**Written exercise:** Copy each of the following lines word for word, without changing anything.

**Stored rows:**
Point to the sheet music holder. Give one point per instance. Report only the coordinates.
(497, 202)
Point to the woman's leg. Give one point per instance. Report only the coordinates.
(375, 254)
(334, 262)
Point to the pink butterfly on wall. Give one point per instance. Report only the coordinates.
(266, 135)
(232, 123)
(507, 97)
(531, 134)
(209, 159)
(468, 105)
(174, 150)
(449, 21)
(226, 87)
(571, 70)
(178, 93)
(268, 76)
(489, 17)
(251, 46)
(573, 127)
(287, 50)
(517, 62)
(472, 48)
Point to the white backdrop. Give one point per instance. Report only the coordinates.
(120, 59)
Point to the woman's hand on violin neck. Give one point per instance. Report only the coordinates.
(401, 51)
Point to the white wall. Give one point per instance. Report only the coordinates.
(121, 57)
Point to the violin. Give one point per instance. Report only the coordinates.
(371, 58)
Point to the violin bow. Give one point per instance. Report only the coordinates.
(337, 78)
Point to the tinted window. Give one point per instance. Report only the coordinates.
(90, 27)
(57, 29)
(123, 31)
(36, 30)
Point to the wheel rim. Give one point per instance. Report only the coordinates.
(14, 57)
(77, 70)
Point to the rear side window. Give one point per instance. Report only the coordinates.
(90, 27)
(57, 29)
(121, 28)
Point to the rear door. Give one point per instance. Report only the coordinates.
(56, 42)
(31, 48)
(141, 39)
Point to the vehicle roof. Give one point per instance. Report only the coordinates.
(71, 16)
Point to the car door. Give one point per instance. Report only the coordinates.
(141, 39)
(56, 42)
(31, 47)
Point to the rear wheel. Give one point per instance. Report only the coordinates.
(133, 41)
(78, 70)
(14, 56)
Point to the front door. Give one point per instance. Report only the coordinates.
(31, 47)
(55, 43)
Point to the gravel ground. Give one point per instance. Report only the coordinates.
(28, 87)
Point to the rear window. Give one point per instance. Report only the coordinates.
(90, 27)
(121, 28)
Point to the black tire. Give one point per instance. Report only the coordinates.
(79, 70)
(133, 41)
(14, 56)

**Task answer:**
Point to the sheet music holder. Give one point per instance. Report only the coordinates.
(497, 202)
Point to the woman's leg. Give one point per instance. Report only the coordinates.
(375, 254)
(334, 262)
Point to the pink butterfly on wall. Give one point per instance. Report only the coordinates.
(266, 135)
(232, 123)
(507, 97)
(531, 134)
(209, 159)
(468, 105)
(174, 150)
(449, 21)
(226, 87)
(571, 70)
(178, 93)
(268, 76)
(489, 17)
(251, 46)
(573, 127)
(287, 50)
(517, 62)
(472, 48)
Point to the white backdrop. Give one point per instance. Report only the coordinates.
(120, 59)
Point to the woman's hand on violin neck. Give one point per instance. Report only the coordinates.
(401, 51)
Point to the white wall. Give one point per instance. Report only the coordinates.
(121, 57)
Point to the violin. Give one point per instance. Report only the coordinates.
(371, 58)
Point to the violin bow. Give one point per instance. Report only the coordinates.
(337, 78)
Point to the tinted window. Give one point per instance. Report only the coordinates.
(90, 27)
(57, 29)
(123, 31)
(36, 30)
Point to the wheel rim. Give one point per instance. Report only the coordinates.
(14, 57)
(77, 70)
Point to the rear side window. Give one point per instance. Report only the coordinates.
(90, 27)
(57, 29)
(121, 28)
Point to the rear door. Give one point per instance. Report only the coordinates.
(56, 42)
(31, 48)
(141, 39)
Point to the vehicle roof. Give one point per instance. Report only the coordinates.
(71, 16)
Point to the car door. Give one point per instance. Report only the coordinates.
(141, 39)
(56, 42)
(31, 47)
Point to the rear wheel. Give one point per instance. Report only the coordinates.
(133, 41)
(78, 70)
(14, 56)
Point to the front door. Give one point per instance. Report only the coordinates.
(31, 47)
(55, 43)
Point to the gravel ground. Give one point per instance. Report only the coordinates.
(28, 87)
Point to the rear window. Give one point per instance. Report only the coordinates.
(90, 27)
(121, 28)
Point to the black tire. Give one point per instance. Report only the coordinates.
(79, 70)
(133, 41)
(14, 56)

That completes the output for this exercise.